# Supplied material start

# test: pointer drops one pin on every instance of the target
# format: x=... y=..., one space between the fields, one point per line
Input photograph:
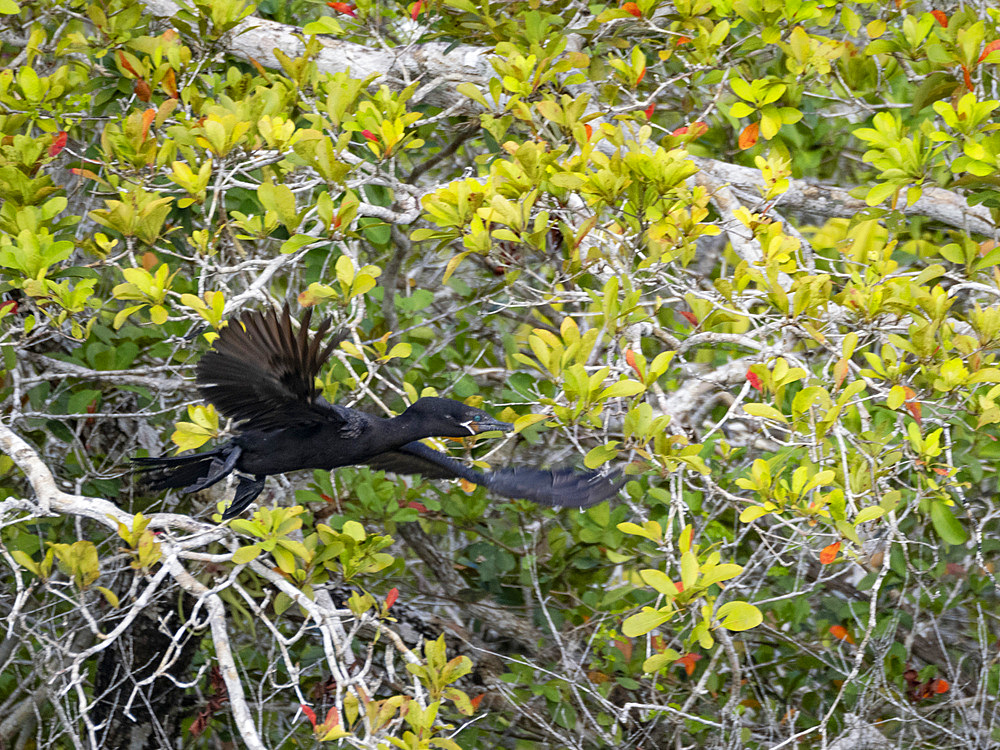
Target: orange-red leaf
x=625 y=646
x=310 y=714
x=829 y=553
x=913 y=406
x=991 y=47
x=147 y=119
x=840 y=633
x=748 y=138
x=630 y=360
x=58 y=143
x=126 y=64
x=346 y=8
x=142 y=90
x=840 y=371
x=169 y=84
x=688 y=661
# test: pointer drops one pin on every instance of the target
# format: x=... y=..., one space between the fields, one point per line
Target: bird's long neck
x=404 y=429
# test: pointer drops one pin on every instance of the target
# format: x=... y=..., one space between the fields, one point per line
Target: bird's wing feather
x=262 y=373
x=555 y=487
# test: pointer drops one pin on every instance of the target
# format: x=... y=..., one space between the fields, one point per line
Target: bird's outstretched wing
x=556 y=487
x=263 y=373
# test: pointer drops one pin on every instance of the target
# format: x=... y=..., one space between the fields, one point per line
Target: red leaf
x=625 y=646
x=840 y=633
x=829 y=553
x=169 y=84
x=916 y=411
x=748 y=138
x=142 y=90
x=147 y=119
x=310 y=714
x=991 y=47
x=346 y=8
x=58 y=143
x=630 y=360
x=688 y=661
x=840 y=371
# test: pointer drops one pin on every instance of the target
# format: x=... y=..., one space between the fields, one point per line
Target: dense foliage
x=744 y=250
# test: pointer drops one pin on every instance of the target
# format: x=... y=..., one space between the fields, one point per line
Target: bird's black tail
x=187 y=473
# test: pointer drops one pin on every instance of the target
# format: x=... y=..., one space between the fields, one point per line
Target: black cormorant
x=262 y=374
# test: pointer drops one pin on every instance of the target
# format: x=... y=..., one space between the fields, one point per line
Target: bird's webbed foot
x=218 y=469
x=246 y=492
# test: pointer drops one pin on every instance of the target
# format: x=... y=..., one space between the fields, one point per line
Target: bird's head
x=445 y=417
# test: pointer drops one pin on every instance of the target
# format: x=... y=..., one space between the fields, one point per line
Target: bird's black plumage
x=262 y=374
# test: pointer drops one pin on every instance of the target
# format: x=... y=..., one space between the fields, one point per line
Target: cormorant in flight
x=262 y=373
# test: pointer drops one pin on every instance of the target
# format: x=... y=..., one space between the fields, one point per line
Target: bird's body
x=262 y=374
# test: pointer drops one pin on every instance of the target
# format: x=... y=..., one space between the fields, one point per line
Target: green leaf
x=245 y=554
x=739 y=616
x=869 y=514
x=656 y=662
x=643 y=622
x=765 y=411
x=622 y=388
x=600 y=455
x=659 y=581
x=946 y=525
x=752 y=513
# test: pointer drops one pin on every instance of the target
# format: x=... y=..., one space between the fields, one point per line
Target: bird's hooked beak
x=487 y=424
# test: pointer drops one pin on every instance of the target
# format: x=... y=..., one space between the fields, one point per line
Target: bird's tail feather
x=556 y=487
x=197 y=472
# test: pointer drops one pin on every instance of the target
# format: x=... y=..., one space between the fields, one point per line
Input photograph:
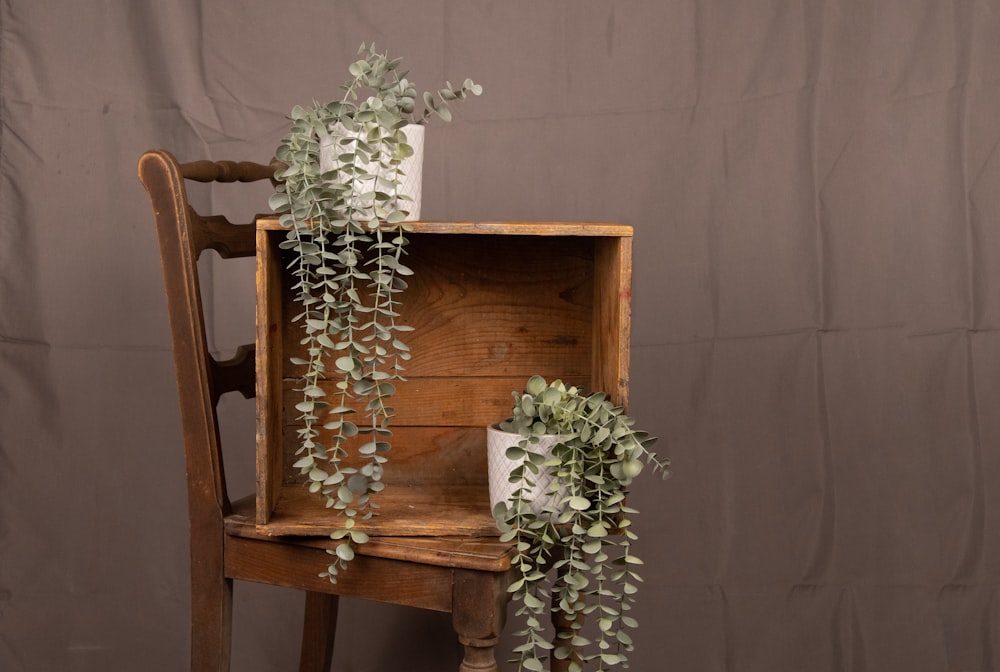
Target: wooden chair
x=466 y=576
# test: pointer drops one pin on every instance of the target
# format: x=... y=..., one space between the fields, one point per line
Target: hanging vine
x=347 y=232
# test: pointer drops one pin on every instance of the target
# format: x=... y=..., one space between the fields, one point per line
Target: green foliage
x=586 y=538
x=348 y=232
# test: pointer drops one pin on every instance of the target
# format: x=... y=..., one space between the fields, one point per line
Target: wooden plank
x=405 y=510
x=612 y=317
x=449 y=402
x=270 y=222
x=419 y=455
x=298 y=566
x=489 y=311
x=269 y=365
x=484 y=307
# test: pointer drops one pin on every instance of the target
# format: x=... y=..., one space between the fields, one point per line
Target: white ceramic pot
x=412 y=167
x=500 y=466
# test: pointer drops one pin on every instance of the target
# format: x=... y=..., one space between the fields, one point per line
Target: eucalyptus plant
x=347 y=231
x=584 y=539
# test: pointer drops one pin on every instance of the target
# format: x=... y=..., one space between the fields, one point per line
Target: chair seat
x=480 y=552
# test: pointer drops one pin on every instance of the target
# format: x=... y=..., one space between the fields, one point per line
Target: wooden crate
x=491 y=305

# Supplied material end
# Supplied material start

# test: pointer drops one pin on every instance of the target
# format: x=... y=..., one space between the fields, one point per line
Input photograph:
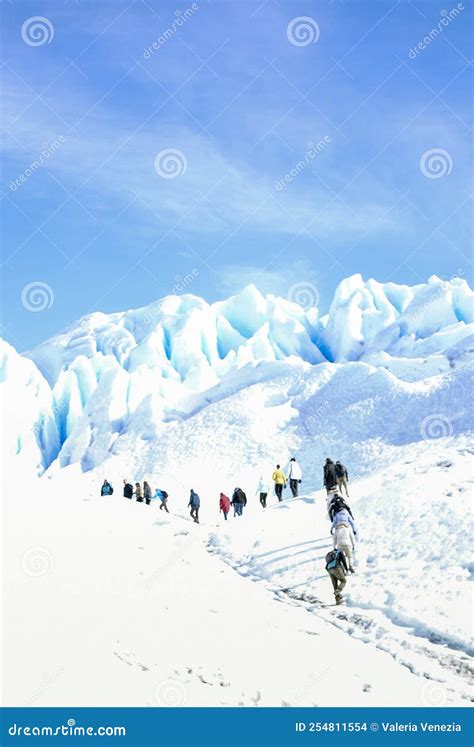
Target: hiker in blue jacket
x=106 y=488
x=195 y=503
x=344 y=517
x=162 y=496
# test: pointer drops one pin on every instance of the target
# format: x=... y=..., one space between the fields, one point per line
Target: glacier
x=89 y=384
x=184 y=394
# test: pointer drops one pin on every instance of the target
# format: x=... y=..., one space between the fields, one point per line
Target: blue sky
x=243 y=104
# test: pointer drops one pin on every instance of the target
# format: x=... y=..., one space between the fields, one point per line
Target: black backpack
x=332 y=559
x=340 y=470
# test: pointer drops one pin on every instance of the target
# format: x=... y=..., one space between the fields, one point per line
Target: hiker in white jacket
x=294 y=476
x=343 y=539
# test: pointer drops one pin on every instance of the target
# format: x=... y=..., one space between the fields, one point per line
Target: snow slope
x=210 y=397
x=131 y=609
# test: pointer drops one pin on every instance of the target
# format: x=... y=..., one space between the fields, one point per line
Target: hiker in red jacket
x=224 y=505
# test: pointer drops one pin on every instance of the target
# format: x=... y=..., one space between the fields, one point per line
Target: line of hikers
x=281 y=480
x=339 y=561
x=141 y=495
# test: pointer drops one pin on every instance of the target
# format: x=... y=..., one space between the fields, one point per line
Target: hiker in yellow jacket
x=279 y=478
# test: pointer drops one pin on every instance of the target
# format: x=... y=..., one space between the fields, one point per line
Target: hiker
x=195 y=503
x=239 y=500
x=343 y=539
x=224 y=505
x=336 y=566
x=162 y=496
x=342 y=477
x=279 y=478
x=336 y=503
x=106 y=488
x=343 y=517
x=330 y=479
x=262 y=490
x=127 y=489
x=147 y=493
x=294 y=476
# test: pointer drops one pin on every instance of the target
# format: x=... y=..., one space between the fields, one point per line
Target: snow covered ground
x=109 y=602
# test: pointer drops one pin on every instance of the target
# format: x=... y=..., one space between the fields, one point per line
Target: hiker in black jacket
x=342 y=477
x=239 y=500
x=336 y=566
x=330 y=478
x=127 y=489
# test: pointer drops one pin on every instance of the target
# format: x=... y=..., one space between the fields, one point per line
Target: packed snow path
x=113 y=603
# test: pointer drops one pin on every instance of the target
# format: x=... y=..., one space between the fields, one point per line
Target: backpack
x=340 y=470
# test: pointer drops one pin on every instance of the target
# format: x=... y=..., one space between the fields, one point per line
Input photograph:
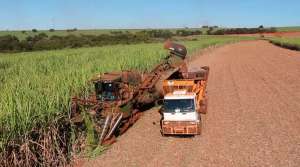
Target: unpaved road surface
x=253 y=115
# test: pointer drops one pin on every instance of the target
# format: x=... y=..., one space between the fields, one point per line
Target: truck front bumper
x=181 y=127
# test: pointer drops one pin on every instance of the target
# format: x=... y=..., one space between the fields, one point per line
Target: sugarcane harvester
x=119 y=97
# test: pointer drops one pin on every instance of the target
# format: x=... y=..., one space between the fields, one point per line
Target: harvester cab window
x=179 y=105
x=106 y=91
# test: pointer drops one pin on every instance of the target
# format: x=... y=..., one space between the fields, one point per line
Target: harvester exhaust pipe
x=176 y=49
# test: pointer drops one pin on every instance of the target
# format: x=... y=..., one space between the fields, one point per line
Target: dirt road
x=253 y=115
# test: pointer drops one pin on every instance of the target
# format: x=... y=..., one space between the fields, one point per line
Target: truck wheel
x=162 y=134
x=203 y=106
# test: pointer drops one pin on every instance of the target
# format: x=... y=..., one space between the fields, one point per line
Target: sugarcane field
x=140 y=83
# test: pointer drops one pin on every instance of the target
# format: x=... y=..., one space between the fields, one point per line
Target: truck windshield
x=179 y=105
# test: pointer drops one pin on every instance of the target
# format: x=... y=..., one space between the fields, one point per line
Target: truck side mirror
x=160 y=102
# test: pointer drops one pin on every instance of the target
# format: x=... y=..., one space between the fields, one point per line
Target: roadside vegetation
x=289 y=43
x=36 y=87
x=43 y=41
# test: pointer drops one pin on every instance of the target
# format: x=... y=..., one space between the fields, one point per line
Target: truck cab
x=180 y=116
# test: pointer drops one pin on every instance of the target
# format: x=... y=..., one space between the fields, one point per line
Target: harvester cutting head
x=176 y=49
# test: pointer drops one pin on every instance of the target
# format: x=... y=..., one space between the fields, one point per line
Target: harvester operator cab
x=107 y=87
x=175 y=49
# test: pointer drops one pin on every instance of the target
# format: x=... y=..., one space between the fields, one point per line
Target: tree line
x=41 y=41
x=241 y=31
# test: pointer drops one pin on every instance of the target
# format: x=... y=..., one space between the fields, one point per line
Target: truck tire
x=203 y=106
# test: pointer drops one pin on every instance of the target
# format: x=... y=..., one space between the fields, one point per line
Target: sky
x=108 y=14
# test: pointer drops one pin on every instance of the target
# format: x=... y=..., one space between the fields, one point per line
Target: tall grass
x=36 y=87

# Supplied material end

_Task requirements_. Show every line of the entries above that contains the string "black".

_Result of this exercise_.
Target: bird's black tail
Target: black cormorant
Target: bird's black plumage
Target: black backpack
Target: hiker in black jacket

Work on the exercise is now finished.